**VORLIEGENDER TEXT**
※ ※ ※

Es gibt Handlungsalternativen!

Was müsste dagegen passieren? Kurzfristig ist ein radikaler Vermögensschnitt durch eine politisch weltweit konzertierte Aktion notwendig. Wann setzt die Politik endlich ihr demokratisch legitimiertes Gewaltmonopol ein? Wann kapiert Politik endlich, dass die Summe allen Vermögens immer gleich groß der Summe aller Schulden ist? Nicht nur die Griechen sind überschuldet. Die USA sind das viel größere Problem.

Technisch müsste es so laufen, dass die Notenbanken die nicht mehr refinanzierbaren Staatsanleihen der einzelnen Länder aufkaufen und sich danach mit den vermögenden Gläubigern zur Abwertung ihres Vermögens ins Benehmen setzen. Für neue Staatskredite sollte die Europäische Zentralbank, abgestimmt mit der Politik, zukünftig direkt Kredite zu günstigen Zinsen – ohne das Zwischenschalten von profitorientierten Geschäftsbanken – gewähren, um so die Staatsfinanzen der Spekulation von Privaten zu entziehen.

Außerdem muss eine in Europa abgestimmte Finanz- und Geldpolitik für ein sozial-ökologisches Wachstum und Beschäftigung sorgen und die EU einen wesentlich größeren eigenen Haushalt bekommen. Insbesondere der Süden und Osten Europas braucht dabei ein von der EU gefördertes Aufbauprogramm für seine Realwirtschaft. Weiter ist innerhalb der Finanzpolitik die Steuerpolitik zu harmonisieren und hohe Gewinne, Einkommen und das Vermögen sind kräftig – europäisch abgestimmt – zu besteuern und endlich sind Steuer- und Wirtschaftskriminalität sowie die gefährliche Marktmacht von Konzernen mit dem Strafgesetzbuch und nicht wie heute mit Bußgeldern zu bekämpfen und zu beseitigen.

※ ※ ※

[Beschriftungen von Objektpunkten]
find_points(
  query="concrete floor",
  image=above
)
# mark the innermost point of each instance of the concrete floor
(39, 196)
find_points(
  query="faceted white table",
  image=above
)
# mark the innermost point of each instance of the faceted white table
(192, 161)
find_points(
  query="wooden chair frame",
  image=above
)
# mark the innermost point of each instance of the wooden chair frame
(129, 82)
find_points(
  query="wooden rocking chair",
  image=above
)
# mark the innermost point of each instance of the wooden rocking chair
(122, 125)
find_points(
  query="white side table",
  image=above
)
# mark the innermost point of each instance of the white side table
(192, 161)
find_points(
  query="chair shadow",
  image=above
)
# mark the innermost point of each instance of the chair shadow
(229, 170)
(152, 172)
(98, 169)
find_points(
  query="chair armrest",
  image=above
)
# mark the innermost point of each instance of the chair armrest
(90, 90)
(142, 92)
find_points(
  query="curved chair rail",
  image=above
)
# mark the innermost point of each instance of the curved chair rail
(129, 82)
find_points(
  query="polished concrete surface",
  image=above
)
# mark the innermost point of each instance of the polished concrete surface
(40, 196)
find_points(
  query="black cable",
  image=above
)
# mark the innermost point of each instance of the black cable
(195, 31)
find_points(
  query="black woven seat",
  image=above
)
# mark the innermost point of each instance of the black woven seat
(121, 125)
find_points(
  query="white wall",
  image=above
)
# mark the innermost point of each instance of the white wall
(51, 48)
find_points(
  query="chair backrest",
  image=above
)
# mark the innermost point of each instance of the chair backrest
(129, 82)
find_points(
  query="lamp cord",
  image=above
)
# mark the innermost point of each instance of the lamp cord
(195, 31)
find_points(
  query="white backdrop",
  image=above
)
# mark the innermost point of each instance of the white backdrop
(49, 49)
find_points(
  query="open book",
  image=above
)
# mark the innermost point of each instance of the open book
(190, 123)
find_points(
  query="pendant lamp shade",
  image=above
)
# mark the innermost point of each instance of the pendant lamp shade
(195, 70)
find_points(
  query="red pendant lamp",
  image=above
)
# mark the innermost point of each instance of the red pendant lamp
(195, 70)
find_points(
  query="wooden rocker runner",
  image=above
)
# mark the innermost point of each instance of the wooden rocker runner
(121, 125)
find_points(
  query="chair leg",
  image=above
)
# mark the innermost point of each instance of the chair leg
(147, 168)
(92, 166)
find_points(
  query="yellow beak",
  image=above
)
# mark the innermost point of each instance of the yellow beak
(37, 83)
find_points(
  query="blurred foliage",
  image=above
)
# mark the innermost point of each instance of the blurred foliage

※ ※ ※

Schreib aus dem Text über Handlungsalternativen den Abschnitt ab, der mit den Worten „Es gibt Handlungsalternativen!“ einsetzt und mit „viel größere Problem.“ schließt. Die Datensätze stammen aus einer anderen Quelle.

**ANTWORT**
Es gibt Handlungsalternativen!

Was müsste dagegen passieren? Kurzfristig ist ein radikaler Vermögensschnitt durch eine politisch weltweit konzertierte Aktion notwendig. Wann setzt die Politik endlich ihr demokratisch legitimiertes Gewaltmonopol ein? Wann kapiert Politik endlich, dass die Summe allen Vermögens immer gleich groß der Summe aller Schulden ist? Nicht nur die Griechen sind überschuldet. Die USA sind das viel größere Problem.